[Dataset excerpts on object pointing]
------------------------------------------------------------------------

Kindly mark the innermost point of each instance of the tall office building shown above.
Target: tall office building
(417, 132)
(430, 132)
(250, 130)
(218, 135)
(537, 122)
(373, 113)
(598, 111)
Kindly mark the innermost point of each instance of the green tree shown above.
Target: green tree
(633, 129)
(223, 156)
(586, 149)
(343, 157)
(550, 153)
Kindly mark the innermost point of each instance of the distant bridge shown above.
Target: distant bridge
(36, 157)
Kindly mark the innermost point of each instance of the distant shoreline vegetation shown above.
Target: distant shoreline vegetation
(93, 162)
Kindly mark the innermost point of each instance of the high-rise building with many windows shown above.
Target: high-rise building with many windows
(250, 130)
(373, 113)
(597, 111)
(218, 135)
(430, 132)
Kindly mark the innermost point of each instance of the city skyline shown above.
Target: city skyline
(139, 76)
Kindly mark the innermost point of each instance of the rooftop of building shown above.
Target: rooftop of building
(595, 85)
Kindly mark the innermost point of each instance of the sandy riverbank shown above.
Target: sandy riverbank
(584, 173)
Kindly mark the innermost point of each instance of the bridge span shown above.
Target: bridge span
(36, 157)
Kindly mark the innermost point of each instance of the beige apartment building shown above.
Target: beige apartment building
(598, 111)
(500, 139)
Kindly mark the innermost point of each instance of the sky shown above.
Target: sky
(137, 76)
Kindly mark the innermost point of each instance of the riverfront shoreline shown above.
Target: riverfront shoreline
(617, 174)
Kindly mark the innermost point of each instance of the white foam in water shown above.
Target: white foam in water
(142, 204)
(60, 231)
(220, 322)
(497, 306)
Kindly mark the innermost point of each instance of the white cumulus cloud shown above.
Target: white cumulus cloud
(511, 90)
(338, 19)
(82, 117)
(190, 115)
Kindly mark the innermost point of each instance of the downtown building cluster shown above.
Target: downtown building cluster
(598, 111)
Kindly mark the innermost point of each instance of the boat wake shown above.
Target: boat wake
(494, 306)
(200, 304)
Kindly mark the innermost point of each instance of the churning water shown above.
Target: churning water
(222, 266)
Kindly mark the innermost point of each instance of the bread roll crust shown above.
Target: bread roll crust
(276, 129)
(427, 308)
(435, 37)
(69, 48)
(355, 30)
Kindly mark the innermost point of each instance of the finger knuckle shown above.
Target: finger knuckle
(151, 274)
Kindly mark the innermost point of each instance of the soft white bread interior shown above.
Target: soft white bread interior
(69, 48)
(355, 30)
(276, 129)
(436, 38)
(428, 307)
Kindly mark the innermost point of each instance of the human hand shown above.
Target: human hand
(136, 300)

------------------------------------------------------------------------

**Problem to work on:**
Can you reproduce the entries word for word, starting at the line containing "Kindly mark the innermost point of each instance of the bridge" and continuing through the end of the entries?

**Answer to this exercise:**
Kindly mark the innermost point of each instance of the bridge span shown above.
Target: bridge span
(36, 157)
Kindly mark the innermost point of each instance of the beige apartment building shown above.
Target: beige apartment building
(598, 111)
(500, 139)
Kindly mark the innermost point of each instance of the sky shown above.
Target: sky
(137, 76)
Kindly mark the innermost point of each instance of the riverfront shoreline shown above.
Target: riverfront shoreline
(617, 174)
Kindly mark the innermost point of each instance of the white foam in water shown above.
Target: white foam in water
(142, 204)
(60, 231)
(220, 322)
(497, 306)
Kindly mark the innermost point of each instance of the white cumulus cloud shown above.
Target: white cumulus cloud
(511, 90)
(338, 19)
(82, 117)
(190, 115)
Kindly mark the innermost point of each instance of the downtown building cluster shown above.
Target: downtown building cluster
(598, 111)
Kindly mark the innermost point of each instance of the boat wake shown above.
Target: boat wake
(494, 306)
(200, 304)
Kindly mark the innermost point of each instance of the churning water shown above.
Target: churning water
(222, 266)
Kindly mark the innermost point of each instance of the bread roll crust shown above.
Target: bread roll crust
(276, 129)
(427, 308)
(435, 37)
(69, 48)
(355, 30)
Kindly mark the innermost point of each instance of the finger knuckle shown above.
Target: finger knuckle
(151, 274)
Kindly mark the innermost point of each instance of the soft white bread interior shown above.
Target: soft white bread interior
(69, 48)
(355, 30)
(276, 129)
(436, 38)
(428, 307)
Kindly mark the innermost point of each instance of the human hand shown above.
Target: human hand
(136, 300)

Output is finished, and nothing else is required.